= Texte fourni =
* * *

Une grande course prend souvent son inspiration dans la photo d'une arête rougeoyante, le récit enflammé d'un camarade, la lecture d'un topo... Elle devient alors un vague projet que l'on garde dans un coin de sa tête, parfois pendant plusieurs années. On tourne autour, on se dit que c'est pour le week-end suivant, mais les conditions ne sont pas réunies : conditions, météo, forme, compagnon de cordée aguerri... un ingrédient manque toujours à l'appel, jusqu'au jour où les planètes semblent s'aligner...

Pour moi, la traversée des Ailefoides commence il y a bientôt 15 ans, à la lecture de quelques lignes du topo "Ecrins – Ascensions choisies" de F. CHEVAILLOT et JR. MINELLI :

"Nous vous présentons dans cet ouvrage trois des plus belles traversées d'arêtes : l'Ailefroide, les Ecrins et la Meije, bellissime trilogie, mirifiques arcs tendus en plein ciel. Qui n'a rêvé de réussir le grand chelem, de chevaucher trois des grandes montagnes du massif."

D'abord rêve inaccessible, cette trilogie de l'Oisans a commencé à devenir réalité à la Meije en 2009 avec mon frangin et un bivouac mémorable au pied de la Muraille Castelnau. Puisque j'avais aimé cette traversée magique, j'ai remis le couvert 4 fois, et notamment avec tout un groupe de GAULois au camp de 2017 (Gilles, Olivier, Minh, Anthony et David). Entre temps, j'avais réalisé la traversée de la Barre des Ecrins au camp du GAUL de 2016 avec un vieux pote, dans des conditions pas évidentes...

Restait donc la plus longue : la traversée des Ailefroides.

La démocratie GAULoise ayant choisi un camp 2019 à Ailefroide, je ressors des cartons ce vieux projet et le note dans le "fichier des envies" du camp. Quelques jours passent et Antoine m'envoie un p'tit SMS : je tiens là un compagnon de cordée solide ! Nous planifions la traversée pour le vendredi de la première semaine du camp. Reste plus pour moi qu'à reprendre un peu l'escalade : voilà plus de 2 ans que je n'ai pas grimpé...

* * *

= Consigne A =
Réécrivez les entrées du passage allant de la ligne contenant « Return one point per instance of the ship hull » jusqu'à la ligne contenant « pixel 115 189 », ces deux lignes comprises. Remplacez « Target » par « Cible » et ne changez rien d'autre.
Le texte et les entrées ne proviennent pas de la même source.

* * *

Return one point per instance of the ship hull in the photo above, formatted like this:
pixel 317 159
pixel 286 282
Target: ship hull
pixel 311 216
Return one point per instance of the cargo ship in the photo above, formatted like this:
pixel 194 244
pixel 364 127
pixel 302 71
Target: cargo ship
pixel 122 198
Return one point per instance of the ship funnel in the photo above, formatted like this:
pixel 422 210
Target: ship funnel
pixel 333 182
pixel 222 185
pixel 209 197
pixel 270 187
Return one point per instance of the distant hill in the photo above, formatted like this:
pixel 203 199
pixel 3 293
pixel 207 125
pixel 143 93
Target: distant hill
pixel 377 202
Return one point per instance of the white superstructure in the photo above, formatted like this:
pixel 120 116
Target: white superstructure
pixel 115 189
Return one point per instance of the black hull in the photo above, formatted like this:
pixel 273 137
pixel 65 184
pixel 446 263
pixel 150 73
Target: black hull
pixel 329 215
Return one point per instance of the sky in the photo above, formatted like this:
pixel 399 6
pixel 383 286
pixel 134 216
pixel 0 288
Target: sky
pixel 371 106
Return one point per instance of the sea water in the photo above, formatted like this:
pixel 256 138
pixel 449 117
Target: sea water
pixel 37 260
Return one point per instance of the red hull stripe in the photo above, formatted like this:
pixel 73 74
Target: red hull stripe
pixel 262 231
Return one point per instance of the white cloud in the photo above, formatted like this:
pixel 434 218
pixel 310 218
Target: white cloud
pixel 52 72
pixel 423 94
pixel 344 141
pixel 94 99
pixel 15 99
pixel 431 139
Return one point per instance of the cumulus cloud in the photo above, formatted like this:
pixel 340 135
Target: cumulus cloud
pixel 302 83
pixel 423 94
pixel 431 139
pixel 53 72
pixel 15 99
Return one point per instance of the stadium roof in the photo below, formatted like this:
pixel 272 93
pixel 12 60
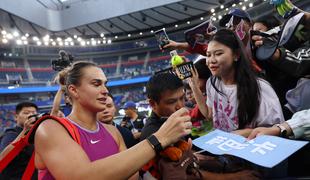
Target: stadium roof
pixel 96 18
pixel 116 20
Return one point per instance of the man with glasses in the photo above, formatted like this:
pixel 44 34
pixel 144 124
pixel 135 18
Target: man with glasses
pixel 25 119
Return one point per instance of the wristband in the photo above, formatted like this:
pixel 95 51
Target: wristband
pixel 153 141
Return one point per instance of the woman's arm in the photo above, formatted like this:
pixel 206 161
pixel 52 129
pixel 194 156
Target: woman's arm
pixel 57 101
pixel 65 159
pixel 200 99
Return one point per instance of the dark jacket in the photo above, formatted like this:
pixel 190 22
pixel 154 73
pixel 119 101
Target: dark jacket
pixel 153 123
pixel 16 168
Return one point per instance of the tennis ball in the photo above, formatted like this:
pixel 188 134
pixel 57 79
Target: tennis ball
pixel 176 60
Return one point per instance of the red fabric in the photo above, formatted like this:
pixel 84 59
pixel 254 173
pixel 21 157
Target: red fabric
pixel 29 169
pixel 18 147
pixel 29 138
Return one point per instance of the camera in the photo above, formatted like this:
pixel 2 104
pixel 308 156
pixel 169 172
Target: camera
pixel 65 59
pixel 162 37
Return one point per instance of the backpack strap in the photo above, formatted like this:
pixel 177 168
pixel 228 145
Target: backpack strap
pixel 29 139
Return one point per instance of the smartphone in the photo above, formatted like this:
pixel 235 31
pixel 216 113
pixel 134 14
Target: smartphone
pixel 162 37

* * *

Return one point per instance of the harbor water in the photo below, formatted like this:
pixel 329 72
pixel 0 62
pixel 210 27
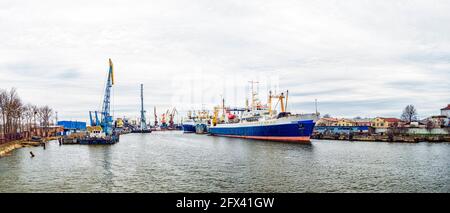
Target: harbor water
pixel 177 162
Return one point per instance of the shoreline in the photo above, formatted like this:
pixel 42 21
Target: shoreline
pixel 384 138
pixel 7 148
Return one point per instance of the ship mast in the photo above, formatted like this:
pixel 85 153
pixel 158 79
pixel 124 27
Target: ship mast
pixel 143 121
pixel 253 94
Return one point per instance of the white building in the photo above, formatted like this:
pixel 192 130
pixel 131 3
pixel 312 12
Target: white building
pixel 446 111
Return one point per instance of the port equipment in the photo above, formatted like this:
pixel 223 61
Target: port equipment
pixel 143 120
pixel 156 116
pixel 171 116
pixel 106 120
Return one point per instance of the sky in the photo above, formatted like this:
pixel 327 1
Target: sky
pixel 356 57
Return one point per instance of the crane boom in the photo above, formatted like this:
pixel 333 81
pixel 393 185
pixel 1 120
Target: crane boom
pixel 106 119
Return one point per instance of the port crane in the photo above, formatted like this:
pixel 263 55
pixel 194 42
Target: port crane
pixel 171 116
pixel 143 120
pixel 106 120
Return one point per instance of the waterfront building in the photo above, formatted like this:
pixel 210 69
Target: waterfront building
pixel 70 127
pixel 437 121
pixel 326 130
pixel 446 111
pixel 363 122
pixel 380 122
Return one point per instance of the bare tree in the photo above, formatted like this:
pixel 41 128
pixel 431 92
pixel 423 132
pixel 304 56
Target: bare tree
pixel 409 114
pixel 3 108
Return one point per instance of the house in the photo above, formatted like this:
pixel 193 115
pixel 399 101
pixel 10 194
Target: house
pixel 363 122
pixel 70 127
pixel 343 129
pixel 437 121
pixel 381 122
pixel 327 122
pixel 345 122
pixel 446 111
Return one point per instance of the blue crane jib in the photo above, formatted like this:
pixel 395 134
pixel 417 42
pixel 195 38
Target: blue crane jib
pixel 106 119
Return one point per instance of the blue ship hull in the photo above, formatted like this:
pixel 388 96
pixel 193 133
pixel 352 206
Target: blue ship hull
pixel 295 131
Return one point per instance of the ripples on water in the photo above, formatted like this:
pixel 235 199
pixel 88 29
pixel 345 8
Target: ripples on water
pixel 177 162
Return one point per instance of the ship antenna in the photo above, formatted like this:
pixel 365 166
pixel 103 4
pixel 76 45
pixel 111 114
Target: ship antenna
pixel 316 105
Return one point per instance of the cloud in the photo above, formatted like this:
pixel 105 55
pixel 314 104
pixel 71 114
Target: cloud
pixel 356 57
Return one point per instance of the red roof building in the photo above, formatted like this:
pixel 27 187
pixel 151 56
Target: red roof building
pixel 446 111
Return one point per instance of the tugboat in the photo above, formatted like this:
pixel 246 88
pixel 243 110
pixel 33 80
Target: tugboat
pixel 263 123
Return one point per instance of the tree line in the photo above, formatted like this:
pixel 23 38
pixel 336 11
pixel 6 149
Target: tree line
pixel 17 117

* * *

= Consigne B =
Poursuivez le récit de la traversée des Ailefroides à partir de sa dernière phrase.

= Résultat attendu A =
Return one point per instance of the ship hull in the photo above, formatted like this:
pixel 317 159
pixel 286 282
Cible: ship hull
pixel 311 216
Return one point per instance of the cargo ship in the photo above, formatted like this:
pixel 194 244
pixel 364 127
pixel 302 71
Cible: cargo ship
pixel 122 198
Return one point per instance of the ship funnel in the photo above, formatted like this:
pixel 422 210
Cible: ship funnel
pixel 333 182
pixel 222 185
pixel 209 197
pixel 270 187
Return one point per instance of the distant hill in the photo above, formatted like this:
pixel 203 199
pixel 3 293
pixel 207 125
pixel 143 93
Cible: distant hill
pixel 377 202
Return one point per instance of the white superstructure in the photo above, formatted like this:
pixel 120 116
Cible: white superstructure
pixel 115 189

= Résultat attendu B =
Et c'est donc le jeudi 4 juillet dans l'après-midi (après l'ascension de l'Aiguille du Pelvoux, compte-rendu à venir) que je retrouve Antoine qui monte au refuge du Pelvoux "pour s'échauffer". Nous sommes chargés comme des mulets puisqu'on prévoit de bivouaquer sur l'arête pour pouvoir traverser jusqu'à l'Ailefroide Occidentale et ainsi faire la traversée intégrale (que les topos donnent en 18 à 20 h refuge/refuge). La journée du vendredi est annoncée sans risque d'orages, contrairement à toutes les précédentes : quand je vous parlais d'alignement des planètes !!!

Au Refuge du Sélé, nous retrouvons Sylvie et Elodie qui ont prévu pour le lendemain de réaliser l'Ailefroide Orientale : nous serons donc 4 sur la première partie de l'itinéraire ! J'ai le secret espoir que cela contribue à ralentir Antoine, qui annonce que nous ne devrions mettre que 3h30 pour atteindre le sommet de l'Orientale (alors que le topo dit 5h !). Pour ma part, j'ai quelques doutes sur ma condition physique et mon acclimatation, je table donc sur 5h.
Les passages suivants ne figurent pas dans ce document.